• **Task set**:
A. Answer these questions using the HTTP methods and headers excerpt:
(i) According to the excerpt, what does the first DELETE request do to a resource?
(ii) What example does the excerpt give of PATCH working in a non-idempotent way?
(iii) What does each header consist of?
B. Reproduce the part of the HTTP methods and headers excerpt between "- PATCH - Partially" and "different each time.", inclusive, without changing a word.

• **Source excerpt**:
========================================

In context of HTTP is means, that sending a couple of identical requests does not change server state and the result compared to previous request is identical.
Examples
- GET - Idempotent method. Sending the same request multiple times does not change server state. It simply fetch the same data every time.
- POST - Not idempotent. It is mainly intended for operations, which can change server state every time they are performed. For example POST can create new record in database, so performing it multiple times can lead to create many copies of the same resource.
- PUT - Idempotent. Performing it multiple times with identical data will overwrite resource, but the final state of this resource will not change after repeated overwrite attempts.
- DELETE - Idempotent. First DELETE request will remove resource, and each next attempt will not change its state, because resource is already removed.
- HEAD - Idempotent. As you already know, it works similarly to GET but without response content. It simply fetch the same headers every time.
- PATCH - Partially idempotent. Idempotency depends on implementation. It can be idempotent, when you would like to update resource to one particular value each time. For example when always setting price to 100. But can be also non-idempotent, when it works as increase/decrease. For example when always increasing price by 10. Then response will be different each time.
Headers
Headers are key element of HTTP protocol, which enable to send many additional information between client and server. Headers contains request's or response's metadata such as information about data type, authentication, encoding, session duration, cache settings and much more. Each header consist of key-value pair and is sending before request or response content.

========================================

• **Available data**:
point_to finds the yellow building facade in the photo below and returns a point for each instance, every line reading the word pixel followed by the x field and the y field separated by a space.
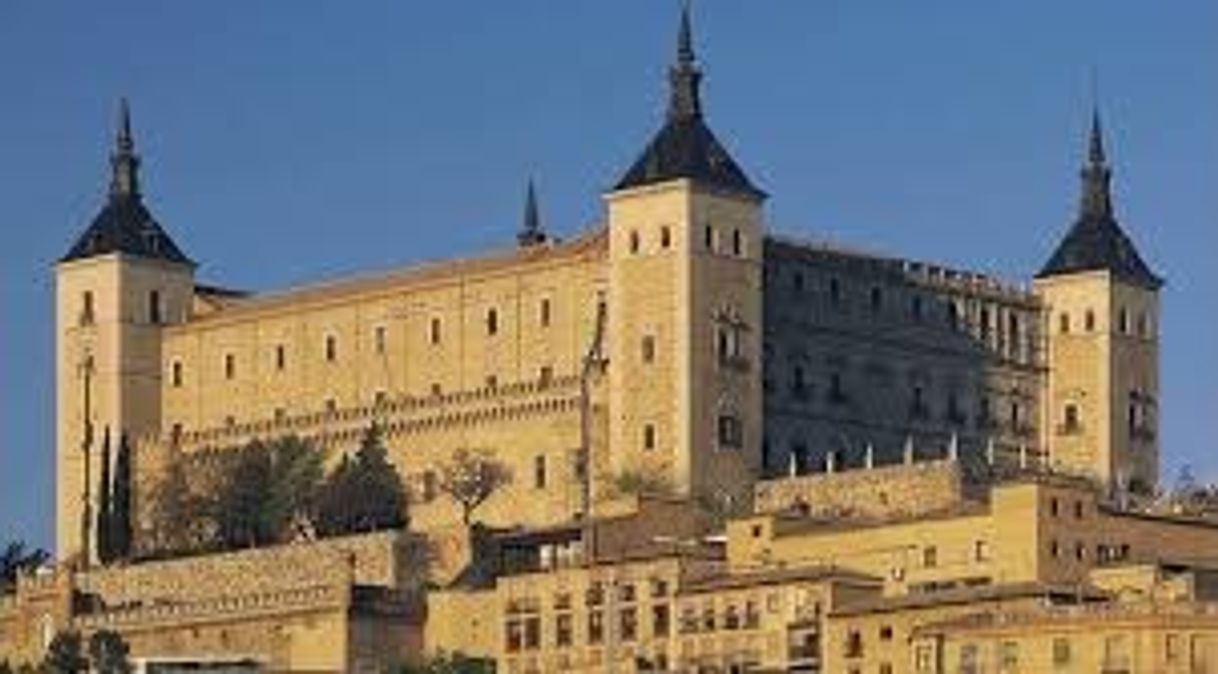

========================================

• **Answers in order**:
A.
(i) It removes the resource.
(ii) Always increasing the price by 10.
(iii) A key-value pair.

B.
- PATCH - Partially idempotent. Idempotency depends on implementation. It can be idempotent, when you would like to update resource to one particular value each time. For example when always setting price to 100. But can be also non-idempotent, when it works as increase/decrease. For example when always increasing price by 10. Then response will be different each time.